Updated: January 21, 2005

Applies To: Windows Server 2003, Windows Server 2003 R2, Windows Server 2003 with SP1, Windows Server 2003 with SP2

To define IPSec authentication methods

  1. Create a console containing IP Security Policies. Or, open a saved console file containing IP Security Policies.

  2. Double-click the policy that you want to modify.

  3. Double-click the rule that you want to modify.

  4. On the Authentication Methods tab, click Add. Or, if you are reconfiguring an existing method, click the authentication method, and then click Edit.

  5. Select the authentication method that you want to add or modify:

    • To use the Kerberos V5 security protocol for authentication services, click Active Directory default (Kerberos V5 protocol) if this rule applies to computers that are validated by a Windows 2000 or Windows Server 2003 Active Directory domain or a trusted Active Directory domain.

    • To use a public key certificate for authentication services, click Use a certificate from this certification authority (CA), and then click Browse to select a root CA.

    • To prevent the name of the CA from being sent with the certificate request, select the Exclude the CA name from the certificate request check box.

    • To enable certificate to account mapping, select the Enable certificate to account mapping check box.

    • To specify your own key that will be used for authentication, click Use this string (preshared key).

  6. To delete an authentication method or change its preference order, do one of the following:

    • To delete the selected method, click Remove.

    • To move the selected method up one level, click Move up. Repeat until the method is at the required preference level.

    • To move the selected method down one level, click Move down. Repeat until the method is at the required preference level.

REQUESTS:
A - Answer from the IPSec procedure:
(i) On which tab do you click Add?
(ii) Which button deletes the selected method?
(iii) When using a public key certificate, what do you click to select a root CA?
B - Reproduce the IPSec procedure from "Applies To: Windows" up to and including "policy that you want to modify.".
Rely only on the IPSec procedure when working with this material.

EXCERPTED DATA:
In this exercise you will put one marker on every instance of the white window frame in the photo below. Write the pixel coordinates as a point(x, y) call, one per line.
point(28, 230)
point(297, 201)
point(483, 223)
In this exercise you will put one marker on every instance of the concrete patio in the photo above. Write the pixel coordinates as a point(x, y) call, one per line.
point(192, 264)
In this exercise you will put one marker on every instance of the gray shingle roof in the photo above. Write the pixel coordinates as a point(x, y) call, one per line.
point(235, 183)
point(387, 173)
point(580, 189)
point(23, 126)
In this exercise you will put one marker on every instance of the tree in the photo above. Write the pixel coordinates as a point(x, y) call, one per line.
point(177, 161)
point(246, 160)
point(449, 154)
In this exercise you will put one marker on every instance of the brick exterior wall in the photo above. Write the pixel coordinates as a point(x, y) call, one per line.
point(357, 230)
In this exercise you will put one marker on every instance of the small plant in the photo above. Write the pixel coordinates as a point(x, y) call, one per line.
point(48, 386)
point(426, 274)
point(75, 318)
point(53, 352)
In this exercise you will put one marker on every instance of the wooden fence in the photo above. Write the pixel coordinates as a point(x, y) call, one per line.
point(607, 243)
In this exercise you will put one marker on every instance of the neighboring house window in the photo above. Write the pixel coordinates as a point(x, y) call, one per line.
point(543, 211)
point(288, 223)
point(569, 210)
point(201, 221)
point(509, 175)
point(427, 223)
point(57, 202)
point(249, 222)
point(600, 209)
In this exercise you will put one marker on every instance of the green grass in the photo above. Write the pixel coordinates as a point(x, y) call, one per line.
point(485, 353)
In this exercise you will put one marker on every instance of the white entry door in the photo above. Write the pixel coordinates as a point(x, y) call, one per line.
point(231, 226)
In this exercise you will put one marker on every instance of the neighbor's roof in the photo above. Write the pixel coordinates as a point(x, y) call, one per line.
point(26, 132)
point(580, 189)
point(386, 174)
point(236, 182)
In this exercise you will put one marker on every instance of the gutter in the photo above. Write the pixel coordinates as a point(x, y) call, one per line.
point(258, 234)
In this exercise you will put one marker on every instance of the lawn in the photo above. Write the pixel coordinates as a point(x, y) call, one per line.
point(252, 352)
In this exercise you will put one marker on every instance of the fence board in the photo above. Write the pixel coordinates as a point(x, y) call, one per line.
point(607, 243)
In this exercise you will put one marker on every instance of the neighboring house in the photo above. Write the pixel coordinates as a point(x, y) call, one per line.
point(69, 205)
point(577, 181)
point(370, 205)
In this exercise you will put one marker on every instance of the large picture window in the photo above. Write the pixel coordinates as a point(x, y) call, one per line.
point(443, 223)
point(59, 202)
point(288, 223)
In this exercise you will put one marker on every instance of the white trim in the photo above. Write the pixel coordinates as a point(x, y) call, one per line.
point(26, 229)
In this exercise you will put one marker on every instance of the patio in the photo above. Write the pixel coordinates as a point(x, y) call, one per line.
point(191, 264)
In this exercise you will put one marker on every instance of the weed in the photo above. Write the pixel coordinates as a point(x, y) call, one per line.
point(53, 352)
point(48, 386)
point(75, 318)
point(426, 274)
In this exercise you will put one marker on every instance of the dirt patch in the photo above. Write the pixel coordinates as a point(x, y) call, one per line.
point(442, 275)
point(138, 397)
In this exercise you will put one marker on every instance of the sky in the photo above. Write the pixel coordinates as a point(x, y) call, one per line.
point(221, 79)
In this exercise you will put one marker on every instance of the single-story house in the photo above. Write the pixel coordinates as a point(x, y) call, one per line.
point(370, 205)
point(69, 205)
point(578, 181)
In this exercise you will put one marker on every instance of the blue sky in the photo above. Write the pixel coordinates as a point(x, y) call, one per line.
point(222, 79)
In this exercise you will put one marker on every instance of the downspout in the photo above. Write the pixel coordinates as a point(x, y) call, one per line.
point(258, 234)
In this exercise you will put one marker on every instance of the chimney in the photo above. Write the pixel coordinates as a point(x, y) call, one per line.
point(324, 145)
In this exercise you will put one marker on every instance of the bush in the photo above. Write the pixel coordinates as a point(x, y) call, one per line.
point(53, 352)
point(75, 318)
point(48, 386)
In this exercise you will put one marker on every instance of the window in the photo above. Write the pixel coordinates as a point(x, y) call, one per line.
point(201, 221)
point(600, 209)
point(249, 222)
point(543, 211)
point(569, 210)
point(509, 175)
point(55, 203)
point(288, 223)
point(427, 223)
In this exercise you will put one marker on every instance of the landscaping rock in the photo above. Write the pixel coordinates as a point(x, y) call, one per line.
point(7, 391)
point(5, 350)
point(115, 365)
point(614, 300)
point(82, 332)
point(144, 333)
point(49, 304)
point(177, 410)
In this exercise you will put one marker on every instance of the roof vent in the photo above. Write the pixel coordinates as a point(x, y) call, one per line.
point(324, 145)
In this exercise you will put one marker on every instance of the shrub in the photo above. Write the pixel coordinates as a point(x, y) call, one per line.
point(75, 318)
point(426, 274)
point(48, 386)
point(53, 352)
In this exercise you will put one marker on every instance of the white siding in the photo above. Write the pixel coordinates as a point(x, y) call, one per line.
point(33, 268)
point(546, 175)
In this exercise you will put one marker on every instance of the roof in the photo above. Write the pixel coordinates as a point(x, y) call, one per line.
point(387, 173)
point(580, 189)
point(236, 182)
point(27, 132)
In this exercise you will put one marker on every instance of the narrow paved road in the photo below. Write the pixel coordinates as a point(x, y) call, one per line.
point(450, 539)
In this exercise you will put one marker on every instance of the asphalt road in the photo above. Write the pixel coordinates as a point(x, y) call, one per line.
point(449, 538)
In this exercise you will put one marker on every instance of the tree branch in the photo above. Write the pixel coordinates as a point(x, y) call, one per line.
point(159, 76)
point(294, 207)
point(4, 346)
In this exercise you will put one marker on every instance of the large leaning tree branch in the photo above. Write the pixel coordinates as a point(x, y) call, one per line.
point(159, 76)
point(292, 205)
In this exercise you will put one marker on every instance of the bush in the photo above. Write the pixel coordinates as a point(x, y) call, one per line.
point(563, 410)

RESULTS FOR THE EXERCISE:
A -
(i) The Authentication Methods tab
(ii) Remove
(iii) Browse

B -
Applies To: Windows Server 2003, Windows Server 2003 R2, Windows Server 2003 with SP1, Windows Server 2003 with SP2

To define IPSec authentication methods

  1. Create a console containing IP Security Policies. Or, open a saved console file containing IP Security Policies.

  2. Double-click the policy that you want to modify.